**SOURCE EXTRACT:**
Attacking the Dutchman's backhand corner, Djokovic secured an instant break in the fourth set to quell any thoughts of a turnaround. Ever the perfectionist, he let out a roar of frustration after a rare miss later in the set before he finished the match with ease after two hours, 37 minutes.

"I just really am pleased with the way I closed out the match," Djokovic added. "I lost the rhythm on my serve a little bit towards the end of the match, but overall just a good fight and really challenging match for me on grass."

Djokovic's 25 straight grass wins — all of which have come at Wimbledon, where he is a three-time defending champion — are second all-time. He broke a tie with Rod Laver with Sunday's result, but still trails Roger Federer's 65 consecutive grass victories, achieved from 2003-08.

The Serbian will seek to extend that win streak on Tuesday against 10th seed Jannik Sinner. After scoring his first career grass-court win in the opening round, the Italian has started to look at home on the London lawns. He did not drop serve in a 6-1, 6-4, 6-7(8), 6-3 win over Carlos Alcaraz earlier on Sunday.

Data records:
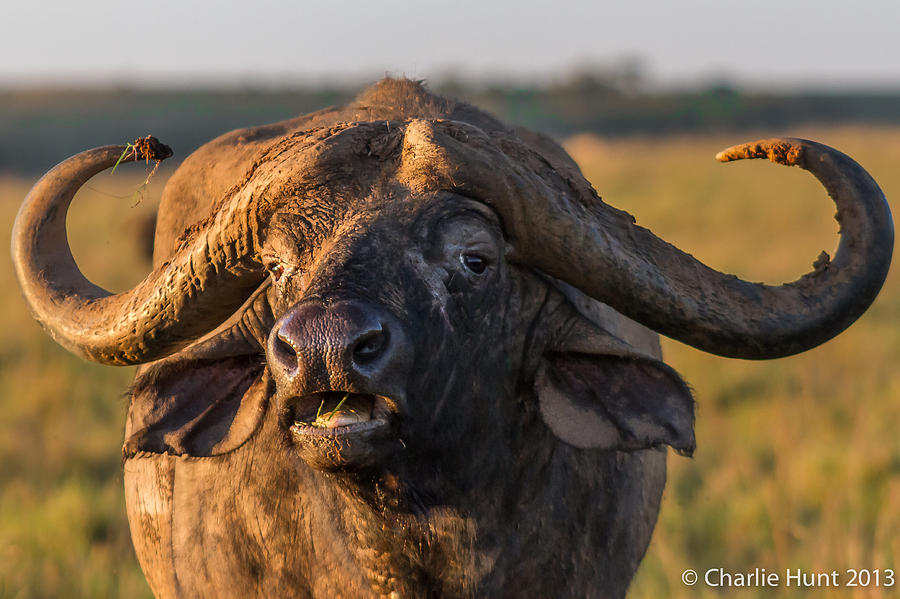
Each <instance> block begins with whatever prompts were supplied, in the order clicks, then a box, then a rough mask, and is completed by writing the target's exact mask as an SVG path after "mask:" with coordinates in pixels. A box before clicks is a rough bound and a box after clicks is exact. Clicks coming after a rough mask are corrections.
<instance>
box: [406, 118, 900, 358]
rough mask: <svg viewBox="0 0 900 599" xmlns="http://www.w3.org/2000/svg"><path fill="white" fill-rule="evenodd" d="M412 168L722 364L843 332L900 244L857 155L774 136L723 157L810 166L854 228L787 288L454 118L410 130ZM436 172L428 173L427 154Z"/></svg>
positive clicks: (650, 327) (560, 171)
mask: <svg viewBox="0 0 900 599" xmlns="http://www.w3.org/2000/svg"><path fill="white" fill-rule="evenodd" d="M405 144H406V146H408V148H409V150H411V151H407V150H406V149H405V150H404V155H409V156H410V157H415V158H417V160H415V161H413V160H409V161H403V164H402V165H401V172H403V173H405V176H406V178H407V180H408V182H409V184H410V185H411V186H412V187H413V188H414V189H415V188H420V189H424V188H427V187H429V186H434V185H443V186H444V188H446V189H451V190H458V191H461V192H463V193H468V194H470V195H473V196H475V197H479V198H481V199H483V200H484V201H485V202H486V203H488V204H490V205H491V206H493V207H494V208H495V209H496V210H497V212H498V213H499V214H500V217H501V220H502V221H503V225H504V229H505V230H506V232H507V234H508V235H509V236H510V238H511V241H512V243H513V245H514V247H515V250H516V252H517V254H518V257H519V259H520V260H522V261H524V262H527V263H528V264H530V265H533V266H535V267H537V268H539V269H541V270H543V271H544V272H546V273H547V274H550V275H552V276H554V277H556V278H558V279H562V280H563V281H566V282H567V283H570V284H572V285H574V286H575V287H578V288H579V289H581V290H582V291H583V292H585V293H586V294H588V295H590V296H592V297H594V298H596V299H599V300H601V301H603V302H606V303H607V304H609V305H610V306H612V307H613V308H615V309H616V310H618V311H619V312H621V313H622V314H625V315H626V316H628V317H630V318H632V319H634V320H636V321H638V322H640V323H642V324H644V325H646V326H648V327H650V328H652V329H654V330H656V331H658V332H660V333H662V334H664V335H667V336H669V337H672V338H674V339H678V340H679V341H683V342H684V343H687V344H689V345H693V346H694V347H697V348H699V349H702V350H704V351H708V352H711V353H714V354H719V355H722V356H729V357H735V358H746V359H766V358H777V357H781V356H788V355H791V354H795V353H799V352H802V351H805V350H807V349H810V348H812V347H815V346H816V345H819V344H821V343H823V342H825V341H827V340H828V339H830V338H832V337H834V336H835V335H837V334H838V333H840V332H841V331H843V330H844V329H845V328H847V327H848V326H849V325H850V324H851V323H852V322H853V321H854V320H856V319H857V318H858V317H859V316H860V315H861V314H862V313H863V312H864V311H865V310H866V308H868V306H869V305H870V304H871V303H872V301H873V300H874V299H875V296H876V295H877V294H878V291H879V290H880V289H881V286H882V284H883V283H884V279H885V277H886V276H887V272H888V267H889V266H890V261H891V253H892V249H893V243H894V231H893V224H892V221H891V213H890V208H889V207H888V204H887V201H886V200H885V198H884V194H883V193H882V192H881V190H880V189H879V187H878V185H877V184H876V183H875V181H874V180H873V179H872V178H871V177H870V176H869V174H868V173H867V172H866V171H865V170H864V169H863V168H862V167H861V166H859V165H858V164H857V163H856V162H854V161H853V160H852V159H851V158H849V157H848V156H846V155H844V154H842V153H840V152H838V151H837V150H834V149H832V148H829V147H828V146H824V145H822V144H818V143H815V142H811V141H806V140H801V139H768V140H763V141H759V142H755V143H750V144H744V145H741V146H735V147H734V148H731V149H728V150H726V151H725V152H722V153H721V154H719V156H718V159H719V160H722V161H726V162H727V161H730V160H737V159H741V158H760V157H769V158H770V159H772V160H773V161H775V162H778V163H780V164H786V165H796V166H800V167H801V168H803V169H806V170H808V171H810V172H811V173H812V174H813V175H815V176H816V178H818V179H819V181H820V182H821V183H822V184H823V185H824V186H825V188H826V189H827V190H828V193H829V194H830V195H831V197H832V199H833V200H834V202H835V204H836V205H837V209H838V213H837V220H838V222H839V223H840V224H841V241H840V245H839V247H838V251H837V254H836V255H835V258H834V260H833V261H831V262H829V261H828V258H827V255H823V256H820V258H819V260H817V261H816V263H815V264H814V271H813V272H811V273H809V274H806V275H804V276H803V277H801V278H800V279H798V280H796V281H794V282H792V283H786V284H784V285H765V284H761V283H750V282H747V281H743V280H741V279H739V278H737V277H735V276H733V275H727V274H723V273H720V272H718V271H716V270H713V269H711V268H709V267H707V266H705V265H704V264H703V263H701V262H700V261H698V260H696V259H695V258H694V257H693V256H691V255H689V254H687V253H685V252H682V251H681V250H679V249H678V248H676V247H674V246H672V245H670V244H668V243H666V242H665V241H663V240H661V239H659V238H658V237H656V236H655V235H654V234H653V233H652V232H650V231H649V230H647V229H644V228H642V227H639V226H637V225H635V224H634V219H633V218H632V217H631V216H630V215H628V214H627V213H625V212H622V211H620V210H616V209H615V208H612V207H610V206H608V205H606V204H604V203H603V202H602V201H601V200H600V198H599V197H597V195H596V192H594V190H593V188H592V187H591V186H590V184H589V183H588V182H587V181H585V180H584V178H583V177H582V176H581V174H580V173H578V172H577V170H576V169H574V168H569V167H567V166H565V165H559V164H555V165H552V168H551V167H550V165H549V164H548V162H547V161H548V159H547V158H546V157H544V156H542V155H539V154H537V153H536V152H534V151H533V150H531V149H530V148H527V147H525V146H524V144H522V143H521V142H519V141H517V140H515V139H513V138H512V137H511V136H508V135H506V134H495V133H492V134H490V135H487V134H485V133H484V132H482V131H481V130H479V129H477V128H475V127H471V126H468V125H464V124H462V123H452V122H444V123H440V122H425V121H414V122H412V123H410V124H409V126H408V127H407V132H406V139H405ZM423 157H426V158H427V161H426V162H427V163H428V166H422V164H423V160H422V158H423Z"/></svg>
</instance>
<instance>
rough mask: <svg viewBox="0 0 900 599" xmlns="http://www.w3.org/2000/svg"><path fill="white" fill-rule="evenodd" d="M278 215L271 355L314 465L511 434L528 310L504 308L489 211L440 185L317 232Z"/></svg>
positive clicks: (387, 203) (500, 242)
mask: <svg viewBox="0 0 900 599" xmlns="http://www.w3.org/2000/svg"><path fill="white" fill-rule="evenodd" d="M407 193H408V192H407ZM273 222H276V223H278V224H277V226H273V227H272V228H271V229H270V231H271V232H270V234H269V236H268V239H267V241H266V245H265V249H264V251H263V256H264V259H265V262H266V264H267V265H268V268H269V270H270V273H271V279H272V283H271V285H272V287H271V289H270V291H269V294H268V295H269V298H270V303H271V306H272V310H273V313H274V314H275V315H276V321H275V324H274V326H273V327H272V329H271V332H270V333H269V335H268V339H267V343H266V362H267V364H268V367H269V369H270V371H271V373H272V377H273V379H274V381H275V387H276V392H275V398H276V402H277V404H278V411H279V415H280V422H281V425H282V427H283V428H284V429H285V430H286V431H287V432H288V435H287V436H288V438H289V440H290V444H291V446H292V447H293V448H295V450H296V451H297V453H298V455H300V457H302V458H303V460H304V461H305V462H306V463H308V464H309V465H311V466H313V467H315V468H320V469H358V468H365V467H379V466H384V465H386V464H390V463H392V462H395V461H403V460H405V459H407V456H409V455H415V456H438V455H441V454H444V453H446V451H447V450H448V449H449V448H451V447H454V446H458V445H459V444H460V443H461V442H465V440H466V439H469V440H470V442H474V441H475V440H476V439H477V438H478V437H479V436H482V435H484V433H485V431H489V433H488V434H491V435H498V436H502V435H503V434H504V431H502V430H498V429H502V428H503V426H504V425H503V424H502V423H504V422H509V421H510V418H509V415H507V414H504V413H503V411H504V410H505V409H508V407H507V406H504V405H502V403H503V402H502V401H501V398H505V397H509V396H510V395H512V390H513V389H514V388H515V385H516V384H517V382H518V381H517V376H516V375H517V373H518V371H519V370H520V363H519V362H520V357H521V355H522V346H523V343H524V340H523V339H522V337H523V334H521V333H524V332H525V331H527V329H528V327H527V326H526V327H522V326H519V324H521V323H518V322H517V323H516V324H515V325H514V324H513V322H514V321H516V320H517V319H518V320H520V321H522V322H524V321H525V320H526V319H527V318H528V317H529V316H530V315H527V314H521V313H519V312H516V311H515V310H513V309H511V308H510V302H513V301H514V298H513V297H512V295H513V290H514V286H513V285H511V282H510V267H509V266H508V265H507V262H506V257H505V254H506V244H505V241H504V238H503V234H502V231H501V228H500V224H499V222H498V219H497V217H496V215H495V214H494V213H493V212H492V211H491V210H490V209H488V208H486V207H485V206H484V204H482V203H480V202H476V201H474V200H470V199H467V198H464V197H461V196H458V195H455V194H451V193H439V194H433V195H429V196H427V197H406V198H403V199H402V201H399V202H398V201H397V199H396V197H394V196H392V201H390V202H389V201H385V200H383V199H382V200H381V201H379V200H378V199H375V200H372V201H371V203H370V204H369V205H367V206H364V207H361V208H357V209H356V210H354V211H353V212H352V214H350V215H347V216H345V217H343V218H341V219H339V220H338V222H337V223H336V224H334V225H332V226H331V227H329V229H328V230H327V231H323V232H320V233H318V234H313V235H309V234H308V230H309V229H308V228H307V227H305V226H304V220H303V219H302V217H300V216H298V215H293V214H290V213H288V212H283V213H280V214H278V215H276V217H275V218H274V219H273ZM313 237H314V238H313ZM303 248H313V249H312V250H310V249H306V250H304V249H303ZM510 331H520V334H515V335H510V334H509V333H510ZM464 373H465V376H464ZM426 459H427V458H426Z"/></svg>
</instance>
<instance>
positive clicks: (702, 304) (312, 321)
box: [12, 80, 893, 598]
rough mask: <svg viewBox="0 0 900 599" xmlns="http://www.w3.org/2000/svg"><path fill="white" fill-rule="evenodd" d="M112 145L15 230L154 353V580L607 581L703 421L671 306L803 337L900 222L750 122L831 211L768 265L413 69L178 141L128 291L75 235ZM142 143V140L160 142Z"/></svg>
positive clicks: (775, 151) (146, 480) (720, 156)
mask: <svg viewBox="0 0 900 599" xmlns="http://www.w3.org/2000/svg"><path fill="white" fill-rule="evenodd" d="M124 149H125V148H124V147H123V146H110V147H105V148H98V149H94V150H89V151H87V152H84V153H82V154H79V155H77V156H74V157H72V158H69V159H68V160H66V161H64V162H62V163H61V164H59V165H58V166H56V167H55V168H54V169H52V170H51V171H50V172H49V173H48V174H47V175H45V176H44V177H43V178H42V179H41V180H40V181H39V182H38V183H37V184H36V185H35V186H34V188H33V189H32V190H31V192H30V193H29V195H28V197H27V198H26V200H25V202H24V203H23V205H22V208H21V209H20V212H19V215H18V217H17V219H16V224H15V226H14V230H13V238H12V246H13V260H14V263H15V268H16V274H17V277H18V280H19V284H20V285H21V287H22V290H23V293H24V296H25V299H26V302H27V303H28V305H29V307H30V309H31V311H32V313H33V314H34V316H35V318H37V320H39V321H40V322H41V324H42V325H43V326H44V328H45V329H46V330H47V331H48V333H49V334H50V335H52V336H53V338H54V339H55V340H56V341H57V342H59V343H60V344H61V345H63V346H64V347H66V348H67V349H69V350H70V351H72V352H74V353H76V354H78V355H80V356H82V357H84V358H87V359H89V360H94V361H97V362H102V363H106V364H141V365H142V366H141V368H140V370H139V373H138V377H137V379H136V381H135V384H134V386H133V388H132V401H131V405H130V408H129V420H128V424H127V430H126V442H125V458H126V459H125V484H126V491H127V498H128V513H129V522H130V524H131V527H132V536H133V540H134V542H135V547H136V551H137V554H138V557H139V559H140V561H141V564H142V567H143V568H144V571H145V573H146V574H147V577H148V579H149V581H150V585H151V587H152V589H153V591H154V593H155V594H156V595H157V596H159V597H179V596H184V595H189V594H196V595H199V596H217V597H248V596H273V595H275V596H303V597H326V596H327V597H335V596H338V597H354V598H356V597H395V596H401V597H442V596H478V597H502V596H509V595H510V594H511V593H512V594H514V595H517V596H534V597H550V596H554V597H562V596H566V595H568V596H571V597H585V596H591V597H622V596H624V594H625V591H626V589H627V588H628V584H629V582H630V580H631V578H632V576H633V574H634V572H635V570H636V568H637V565H638V563H639V562H640V559H641V557H642V556H643V554H644V551H645V550H646V547H647V544H648V543H649V539H650V535H651V532H652V529H653V526H654V523H655V521H656V517H657V512H658V509H659V501H660V497H661V495H662V490H663V487H664V484H665V461H666V453H665V448H666V447H672V448H673V449H675V450H676V451H678V452H680V453H685V454H690V453H691V452H692V451H693V449H694V445H695V441H694V433H693V420H694V403H693V397H692V396H691V393H690V391H689V389H688V387H687V386H686V384H685V383H684V382H683V381H682V380H681V378H680V377H679V376H678V375H677V373H675V372H674V371H673V370H672V369H671V368H669V367H668V366H666V365H665V364H664V363H662V361H661V354H660V351H659V343H658V336H657V334H656V333H662V334H665V335H668V336H670V337H673V338H675V339H679V340H681V341H683V342H685V343H688V344H690V345H693V346H695V347H698V348H700V349H703V350H706V351H709V352H712V353H715V354H719V355H724V356H732V357H741V358H750V359H763V358H775V357H780V356H785V355H790V354H793V353H797V352H800V351H804V350H806V349H808V348H810V347H814V346H816V345H817V344H820V343H823V342H824V341H826V340H828V339H829V338H831V337H833V336H834V335H837V334H838V333H840V332H841V331H842V330H844V329H845V328H846V327H847V326H849V325H850V324H851V323H852V322H853V321H854V320H855V319H856V318H857V317H859V315H860V314H862V313H863V311H864V310H865V309H866V308H867V307H868V306H869V305H870V303H871V302H872V301H873V300H874V298H875V296H876V295H877V293H878V291H879V289H880V287H881V285H882V283H883V282H884V279H885V276H886V274H887V270H888V267H889V264H890V258H891V253H892V248H893V227H892V222H891V216H890V211H889V209H888V207H887V203H886V201H885V199H884V196H883V194H882V193H881V191H880V189H879V188H878V186H877V184H876V183H875V182H874V181H873V180H872V178H871V177H870V176H869V175H868V174H867V173H866V172H865V171H864V170H863V169H862V167H860V166H859V165H858V164H856V163H855V162H854V161H853V160H851V159H850V158H848V157H847V156H845V155H843V154H841V153H839V152H837V151H836V150H833V149H831V148H828V147H826V146H822V145H820V144H816V143H814V142H809V141H805V140H795V139H774V140H763V141H760V142H756V143H753V144H745V145H742V146H737V147H735V148H732V149H730V150H727V151H726V152H723V153H722V154H721V155H720V156H719V159H720V160H723V161H729V160H735V159H741V158H760V157H768V158H770V159H771V160H773V161H775V162H778V163H781V164H787V165H796V166H800V167H801V168H803V169H806V170H808V171H810V172H811V173H812V174H813V175H815V176H816V177H817V178H818V179H819V181H821V182H822V184H823V185H824V186H825V188H826V189H827V190H828V192H829V194H830V195H831V197H832V199H833V200H834V202H835V204H836V206H837V208H838V219H839V221H840V222H841V242H840V246H839V248H838V251H837V253H836V255H835V256H834V259H833V260H828V259H820V260H817V261H816V264H815V268H814V270H813V272H811V273H809V274H808V275H805V276H803V277H801V278H800V279H798V280H797V281H795V282H793V283H788V284H785V285H780V286H770V285H763V284H757V283H750V282H746V281H742V280H740V279H738V278H737V277H733V276H730V275H726V274H723V273H719V272H717V271H715V270H712V269H710V268H708V267H706V266H705V265H703V264H701V263H700V262H698V261H697V260H695V259H694V258H693V257H691V256H689V255H688V254H685V253H684V252H681V251H680V250H678V249H677V248H675V247H673V246H671V245H670V244H668V243H666V242H665V241H663V240H661V239H659V238H657V237H656V236H655V235H653V233H651V232H650V231H648V230H646V229H643V228H641V227H639V226H637V225H636V224H635V223H634V219H633V218H631V217H630V216H629V215H628V214H626V213H624V212H621V211H619V210H616V209H615V208H613V207H611V206H609V205H607V204H606V203H604V202H603V201H601V199H600V198H599V196H598V195H597V194H596V192H595V191H594V190H593V188H592V187H591V186H590V184H589V183H588V182H587V181H586V180H585V179H584V177H583V176H582V174H581V173H580V171H579V170H578V167H577V166H576V165H575V164H574V162H573V161H572V160H571V159H570V158H569V157H568V156H567V155H566V154H565V152H564V151H563V150H562V148H560V147H559V146H558V145H557V144H555V143H554V142H552V141H551V140H549V139H547V138H544V137H542V136H540V135H538V134H535V133H532V132H529V131H526V130H523V129H517V128H514V127H510V126H507V125H504V124H503V123H500V122H499V121H497V120H496V119H494V118H493V117H491V116H489V115H487V114H485V113H483V112H481V111H479V110H477V109H475V108H473V107H471V106H468V105H466V104H463V103H459V102H453V101H449V100H446V99H443V98H439V97H437V96H434V95H432V94H430V93H429V92H428V91H427V90H425V89H424V87H422V86H421V85H419V84H417V83H414V82H411V81H396V80H386V81H383V82H381V83H379V84H378V85H376V86H373V87H372V88H370V89H369V90H367V91H365V92H363V94H361V96H360V97H359V98H358V99H357V100H356V101H354V102H353V103H351V104H349V105H347V106H343V107H337V108H333V109H328V110H325V111H320V112H317V113H314V114H311V115H306V116H301V117H298V118H296V119H293V120H290V121H285V122H282V123H276V124H273V125H269V126H265V127H259V128H253V129H246V130H240V131H236V132H233V133H230V134H226V135H225V136H223V137H221V138H219V139H217V140H215V141H213V142H211V143H210V144H207V145H206V146H204V147H202V148H200V149H199V150H197V152H195V153H194V154H193V155H191V156H190V157H189V158H187V159H186V160H185V162H184V164H183V165H182V166H181V167H179V169H178V170H177V171H176V172H175V174H174V175H173V176H172V178H171V179H170V181H169V183H168V184H167V187H166V190H165V192H164V195H163V199H162V203H161V206H160V211H159V217H158V225H157V232H156V240H155V254H154V268H153V270H152V272H151V273H150V274H148V275H147V277H146V278H145V279H144V280H143V281H142V282H141V283H139V284H138V285H136V286H135V287H134V288H133V289H130V290H127V291H125V292H122V293H118V294H111V293H109V292H107V291H105V290H103V289H101V288H100V287H98V286H96V285H94V284H93V283H91V282H90V281H88V280H87V279H86V278H85V277H84V276H83V275H82V273H81V272H80V270H79V269H78V267H77V266H76V264H75V261H74V259H73V258H72V254H71V251H70V249H69V246H68V242H67V238H66V232H65V218H66V211H67V209H68V207H69V204H70V202H71V200H72V198H73V197H74V195H75V192H76V191H77V190H78V189H79V188H80V187H81V186H82V185H83V184H84V183H85V182H86V181H87V180H88V179H89V178H90V177H92V176H93V175H95V174H97V173H99V172H101V171H103V170H105V169H108V168H111V167H113V166H114V165H115V164H116V163H117V161H119V160H122V157H123V150H124ZM167 154H168V152H167V149H166V148H164V146H162V145H161V144H158V143H155V142H153V143H151V141H149V140H147V139H145V140H144V143H143V144H142V145H141V155H139V153H137V152H134V153H132V155H126V156H125V160H133V159H136V158H143V157H147V158H154V159H156V158H160V159H161V158H163V157H165V156H166V155H167Z"/></svg>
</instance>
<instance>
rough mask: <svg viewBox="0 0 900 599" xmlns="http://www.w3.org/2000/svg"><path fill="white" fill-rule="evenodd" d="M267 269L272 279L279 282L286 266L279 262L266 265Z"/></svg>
mask: <svg viewBox="0 0 900 599" xmlns="http://www.w3.org/2000/svg"><path fill="white" fill-rule="evenodd" d="M266 268H267V269H268V270H269V273H270V274H271V275H272V279H274V280H275V281H278V280H279V279H280V278H281V275H283V274H284V265H283V264H280V263H278V262H270V263H269V264H268V265H266Z"/></svg>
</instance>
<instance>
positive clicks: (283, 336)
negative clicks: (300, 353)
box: [273, 333, 298, 371]
mask: <svg viewBox="0 0 900 599" xmlns="http://www.w3.org/2000/svg"><path fill="white" fill-rule="evenodd" d="M274 341H275V343H274V346H275V347H274V348H273V349H274V350H275V357H276V358H277V359H278V361H279V362H280V363H281V364H282V365H283V366H284V367H285V368H286V369H287V370H288V371H293V370H296V368H297V359H298V358H297V350H295V349H294V346H293V345H291V344H290V343H288V342H287V340H285V338H284V336H283V335H282V333H278V334H277V335H275V340H274Z"/></svg>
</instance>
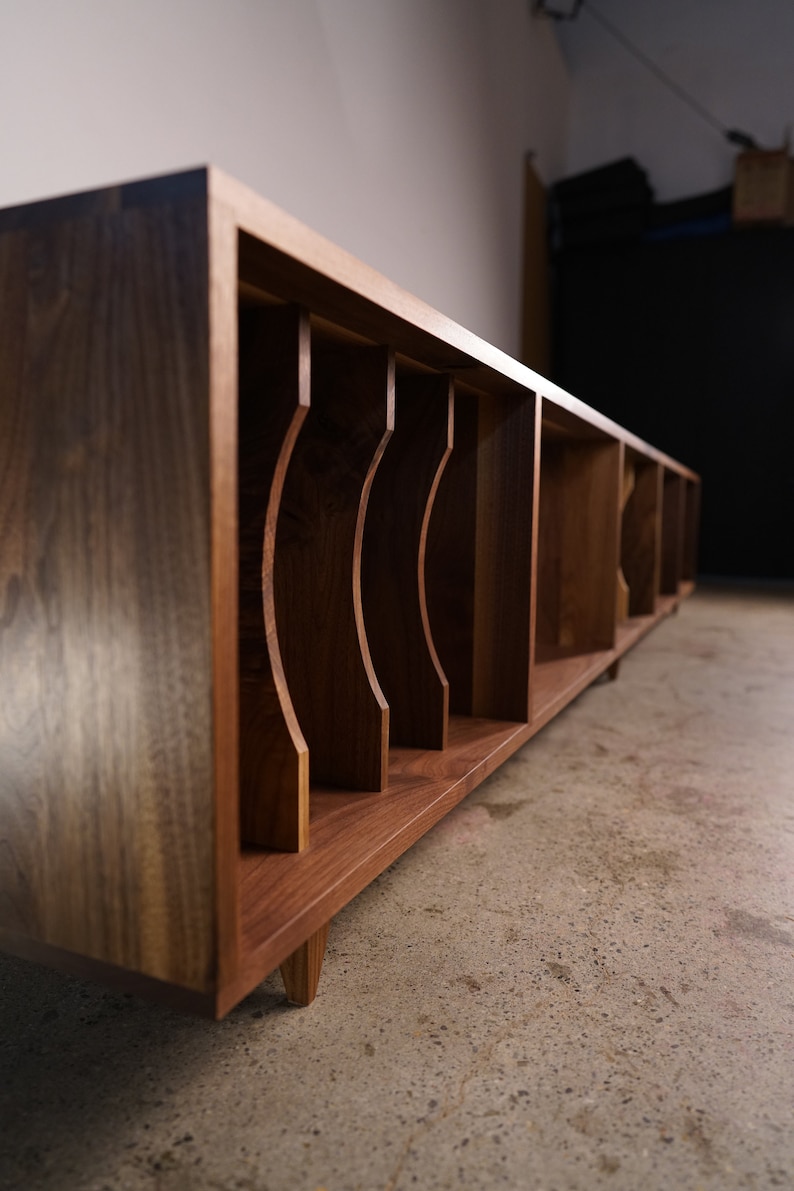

**REQUIRED ACTION A:** Name every tennis player identified by name in the tennis report.
**REQUIRED ACTION B:** According to the tennis report, how many consecutive grass victories did Roger Federer achieve?
**REQUIRED ACTION C:** Copy the part of the tennis report that starts at the words "Attacking the Dutchman's" and stops after "hours, 37 minutes.", substituting "forehand" for "backhand".
The listing plays no part in what comes next.

**SOLUTION A:** Djokovic, Rod Laver, Roger Federer, Jannik Sinner, Carlos Alcaraz

**SOLUTION B:** 65

**SOLUTION C:**
Attacking the Dutchman's forehand corner, Djokovic secured an instant break in the fourth set to quell any thoughts of a turnaround. Ever the perfectionist, he let out a roar of frustration after a rare miss later in the set before he finished the match with ease after two hours, 37 minutes.